Noir francês

A lua na sarjeta (La lune dans le caniveau, 1983), David Goodis por Jean-Jacques Beineix.

quarta-feira, 4 de novembro de 2009

MAIGRET

Maigret é alto, troncudo, de ombros largos, está sempre com um cachimbo entre os lábios, e um enorme sobretudo escuro, que são como uma marca registrada. Quase nunca perde a calma (embora, quando perde, seja algo digno de se ver), típica de sua origem humilde em uma província pobre do interior da França. Sua antiga pretensão fora ser médico e chegara a fazer alguns anos de faculdade, quando seu pai morreu, e ele precisou de uma profissão que lhe permitisse um rendimento imediato. Por isso, entrou para a PJ, a Polícia Judiciária, como é conhecido o corpo policial de Paris. Inteligente, perspicaz, mesmo que com uma enorme timidez, destacou-se rápido. Os anos de rua lhe permitiram conhecer como ninguém os becos parisienses e seus habitantes: prostitutas, pequenos comerciantes, hoteleiros, mecânicos, os bares, as boates, as pensões, os relojoeiros, banqueiros, Ministros de Estado, os solitários e os bon-vivants, os pequenos e os grandes contrafeitores, as pequenas e as grandes paixões dos seres humanos. E é isso o que mais lhe interessa: além das pistas eventuais e toscas, as pegadas e os álibis (que sempre precisam e são checados, sem dúvida), o que mais lhe importa é conhecer as atitudes, os pensamentos, seus apetites, as suas motivações internas para o crime.

§ **Dados para análise**:
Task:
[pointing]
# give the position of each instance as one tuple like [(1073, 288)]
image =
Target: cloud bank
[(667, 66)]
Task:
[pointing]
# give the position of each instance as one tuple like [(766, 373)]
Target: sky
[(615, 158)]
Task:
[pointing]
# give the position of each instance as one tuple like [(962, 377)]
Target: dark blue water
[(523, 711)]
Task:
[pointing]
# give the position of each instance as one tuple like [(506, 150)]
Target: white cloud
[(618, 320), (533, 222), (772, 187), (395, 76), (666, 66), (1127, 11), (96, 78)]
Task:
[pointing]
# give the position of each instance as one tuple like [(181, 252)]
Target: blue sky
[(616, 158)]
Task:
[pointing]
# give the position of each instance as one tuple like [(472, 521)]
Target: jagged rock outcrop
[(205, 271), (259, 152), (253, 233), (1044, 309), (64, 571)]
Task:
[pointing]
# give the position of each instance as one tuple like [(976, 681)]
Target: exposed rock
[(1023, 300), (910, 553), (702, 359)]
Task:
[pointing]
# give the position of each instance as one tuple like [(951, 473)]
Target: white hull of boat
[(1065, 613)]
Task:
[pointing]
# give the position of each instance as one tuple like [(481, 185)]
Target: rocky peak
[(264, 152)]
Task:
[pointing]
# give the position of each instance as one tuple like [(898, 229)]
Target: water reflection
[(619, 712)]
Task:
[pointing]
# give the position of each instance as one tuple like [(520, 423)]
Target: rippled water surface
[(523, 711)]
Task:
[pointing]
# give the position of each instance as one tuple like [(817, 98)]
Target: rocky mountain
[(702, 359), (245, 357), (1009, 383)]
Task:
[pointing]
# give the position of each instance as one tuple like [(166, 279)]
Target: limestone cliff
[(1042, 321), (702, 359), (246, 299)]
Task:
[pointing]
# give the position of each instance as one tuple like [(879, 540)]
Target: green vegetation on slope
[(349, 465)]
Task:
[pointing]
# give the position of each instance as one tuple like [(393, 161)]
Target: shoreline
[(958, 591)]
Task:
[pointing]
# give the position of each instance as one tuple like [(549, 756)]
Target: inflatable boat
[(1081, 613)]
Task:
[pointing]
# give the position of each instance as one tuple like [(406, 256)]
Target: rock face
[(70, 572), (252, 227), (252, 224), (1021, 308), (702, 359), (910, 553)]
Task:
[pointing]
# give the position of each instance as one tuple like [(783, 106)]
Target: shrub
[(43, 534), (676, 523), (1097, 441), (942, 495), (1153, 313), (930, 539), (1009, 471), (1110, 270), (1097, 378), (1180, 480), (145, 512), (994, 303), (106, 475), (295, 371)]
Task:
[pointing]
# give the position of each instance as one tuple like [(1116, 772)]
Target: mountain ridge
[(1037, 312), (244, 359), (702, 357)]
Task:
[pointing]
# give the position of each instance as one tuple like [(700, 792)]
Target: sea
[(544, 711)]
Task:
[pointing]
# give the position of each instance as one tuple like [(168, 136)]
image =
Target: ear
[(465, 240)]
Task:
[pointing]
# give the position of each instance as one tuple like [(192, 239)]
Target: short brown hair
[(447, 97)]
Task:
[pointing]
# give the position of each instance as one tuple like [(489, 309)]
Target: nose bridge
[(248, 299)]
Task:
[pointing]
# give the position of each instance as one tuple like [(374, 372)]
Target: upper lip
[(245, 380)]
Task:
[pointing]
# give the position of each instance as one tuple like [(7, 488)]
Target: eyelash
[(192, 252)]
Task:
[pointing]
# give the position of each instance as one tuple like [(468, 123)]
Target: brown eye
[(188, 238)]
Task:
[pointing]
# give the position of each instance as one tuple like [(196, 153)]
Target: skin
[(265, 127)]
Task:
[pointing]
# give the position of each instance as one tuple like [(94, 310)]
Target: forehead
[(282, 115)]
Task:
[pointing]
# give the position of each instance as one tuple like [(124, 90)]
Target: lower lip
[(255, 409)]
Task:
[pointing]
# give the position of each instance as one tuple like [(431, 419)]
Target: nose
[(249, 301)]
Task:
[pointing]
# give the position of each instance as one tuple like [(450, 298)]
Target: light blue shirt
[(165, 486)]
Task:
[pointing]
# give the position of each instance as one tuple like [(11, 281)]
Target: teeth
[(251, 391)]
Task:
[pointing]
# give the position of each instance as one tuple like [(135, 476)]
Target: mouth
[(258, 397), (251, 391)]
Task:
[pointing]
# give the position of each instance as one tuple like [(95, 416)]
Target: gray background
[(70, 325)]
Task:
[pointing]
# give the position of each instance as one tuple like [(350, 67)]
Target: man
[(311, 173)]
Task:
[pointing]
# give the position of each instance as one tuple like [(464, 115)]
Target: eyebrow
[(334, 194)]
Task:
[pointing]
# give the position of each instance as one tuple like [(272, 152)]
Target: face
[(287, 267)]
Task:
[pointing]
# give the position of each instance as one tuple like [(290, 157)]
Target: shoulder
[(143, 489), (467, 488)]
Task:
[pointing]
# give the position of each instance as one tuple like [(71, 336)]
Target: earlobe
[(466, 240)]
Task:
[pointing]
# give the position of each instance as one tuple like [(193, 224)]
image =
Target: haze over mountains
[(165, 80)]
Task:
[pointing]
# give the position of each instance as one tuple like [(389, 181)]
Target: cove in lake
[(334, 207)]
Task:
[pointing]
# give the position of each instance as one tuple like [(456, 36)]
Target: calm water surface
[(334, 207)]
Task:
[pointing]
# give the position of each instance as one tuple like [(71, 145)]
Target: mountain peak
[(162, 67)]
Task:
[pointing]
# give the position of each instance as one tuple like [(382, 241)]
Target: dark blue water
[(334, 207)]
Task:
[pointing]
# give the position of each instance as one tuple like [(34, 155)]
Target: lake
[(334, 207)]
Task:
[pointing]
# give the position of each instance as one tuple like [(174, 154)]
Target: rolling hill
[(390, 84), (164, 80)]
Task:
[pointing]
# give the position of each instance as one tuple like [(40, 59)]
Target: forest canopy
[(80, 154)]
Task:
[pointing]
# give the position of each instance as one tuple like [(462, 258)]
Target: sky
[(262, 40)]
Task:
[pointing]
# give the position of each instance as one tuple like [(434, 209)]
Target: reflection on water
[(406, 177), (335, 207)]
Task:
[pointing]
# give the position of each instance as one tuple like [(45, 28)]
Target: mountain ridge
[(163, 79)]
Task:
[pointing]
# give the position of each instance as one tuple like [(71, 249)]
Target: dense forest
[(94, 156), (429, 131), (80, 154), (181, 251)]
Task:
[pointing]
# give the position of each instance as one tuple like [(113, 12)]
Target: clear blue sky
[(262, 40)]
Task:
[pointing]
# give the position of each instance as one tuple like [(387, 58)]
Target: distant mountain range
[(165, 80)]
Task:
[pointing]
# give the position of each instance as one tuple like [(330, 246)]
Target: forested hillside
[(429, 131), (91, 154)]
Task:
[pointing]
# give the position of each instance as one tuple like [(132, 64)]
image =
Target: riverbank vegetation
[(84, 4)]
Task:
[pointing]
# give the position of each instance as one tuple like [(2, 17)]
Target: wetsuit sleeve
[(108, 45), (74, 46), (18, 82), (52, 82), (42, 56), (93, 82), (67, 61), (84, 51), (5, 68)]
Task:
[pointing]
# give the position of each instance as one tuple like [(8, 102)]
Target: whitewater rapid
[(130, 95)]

§ **Enunciado da tarefa**: Segundo o texto sobre Maigret, por que ele entrou para a Polícia Judiciária? Os registros não têm nenhuma função neste exercício.

§ **Resposta do exercício**: Porque o pai morreu, e ele precisou de uma profissão que lhe permitisse um rendimento imediato.